● EXTRACTED INFORMATION:
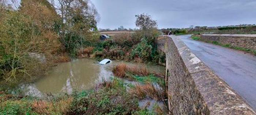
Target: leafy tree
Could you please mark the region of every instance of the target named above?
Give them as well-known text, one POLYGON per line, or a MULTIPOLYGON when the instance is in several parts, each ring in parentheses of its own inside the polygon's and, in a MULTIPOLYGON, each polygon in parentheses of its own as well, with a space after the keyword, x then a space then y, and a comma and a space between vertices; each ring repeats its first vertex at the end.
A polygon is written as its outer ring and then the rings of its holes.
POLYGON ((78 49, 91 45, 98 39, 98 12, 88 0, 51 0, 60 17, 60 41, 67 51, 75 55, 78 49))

---

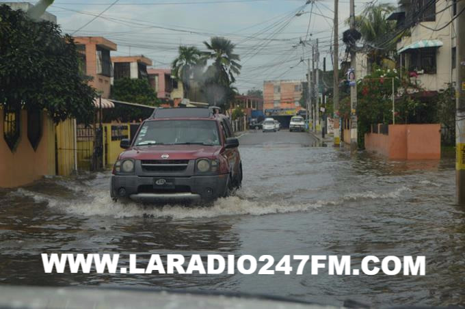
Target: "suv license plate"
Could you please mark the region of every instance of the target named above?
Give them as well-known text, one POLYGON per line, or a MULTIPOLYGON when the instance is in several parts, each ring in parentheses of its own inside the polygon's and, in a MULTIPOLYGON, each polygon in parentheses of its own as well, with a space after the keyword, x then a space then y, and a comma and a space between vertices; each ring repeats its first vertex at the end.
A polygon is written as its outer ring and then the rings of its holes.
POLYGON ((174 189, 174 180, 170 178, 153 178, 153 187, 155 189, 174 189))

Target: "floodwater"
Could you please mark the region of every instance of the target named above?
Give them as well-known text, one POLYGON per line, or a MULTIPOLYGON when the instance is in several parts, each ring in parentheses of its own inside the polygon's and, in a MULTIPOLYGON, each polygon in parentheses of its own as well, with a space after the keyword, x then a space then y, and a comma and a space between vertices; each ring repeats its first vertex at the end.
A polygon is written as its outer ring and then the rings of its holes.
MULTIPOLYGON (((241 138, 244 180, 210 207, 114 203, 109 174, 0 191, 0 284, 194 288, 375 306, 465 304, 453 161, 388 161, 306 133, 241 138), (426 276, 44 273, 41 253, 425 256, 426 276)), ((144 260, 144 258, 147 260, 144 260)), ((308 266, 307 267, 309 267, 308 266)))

---

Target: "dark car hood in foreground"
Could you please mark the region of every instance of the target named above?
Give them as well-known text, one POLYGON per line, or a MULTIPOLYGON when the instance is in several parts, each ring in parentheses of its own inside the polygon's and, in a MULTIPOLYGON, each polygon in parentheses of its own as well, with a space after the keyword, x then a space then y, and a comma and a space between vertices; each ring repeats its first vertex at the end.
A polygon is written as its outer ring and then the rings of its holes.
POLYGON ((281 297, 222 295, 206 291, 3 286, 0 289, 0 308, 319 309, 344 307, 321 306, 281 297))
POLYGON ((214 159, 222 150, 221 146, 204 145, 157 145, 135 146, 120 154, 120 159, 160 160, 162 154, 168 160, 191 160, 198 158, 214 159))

● SHORT EXERCISE: Starting with the line that contains "car hood in" and going on through the line that contains "POLYGON ((214 159, 222", write those lines out again, switching "foreground" to "background" and leaving everything else unchanged.

● RESULT OF THIS TASK:
Target: "dark car hood in background"
Could you please mark the region of every instance of the target named above?
Give them as well-known text, one POLYGON per line, or a MULTIPOLYGON when the instance is in several parts, each ring in parentheses of its own inside the polygon's and, in a MULTIPOLYGON, each polygon in parentheses of its own as well, with a space after the keyword, x then a space then y, and a comma and a space between vertices; each ring repeats its first vertex at the end.
A polygon is written as its outer ring and then the rings of its holes.
POLYGON ((281 297, 222 295, 206 291, 3 286, 0 289, 0 308, 319 309, 344 307, 321 306, 281 297))
POLYGON ((214 159, 222 150, 221 146, 204 145, 157 145, 135 146, 120 154, 120 159, 160 160, 162 154, 168 160, 191 160, 198 158, 214 159))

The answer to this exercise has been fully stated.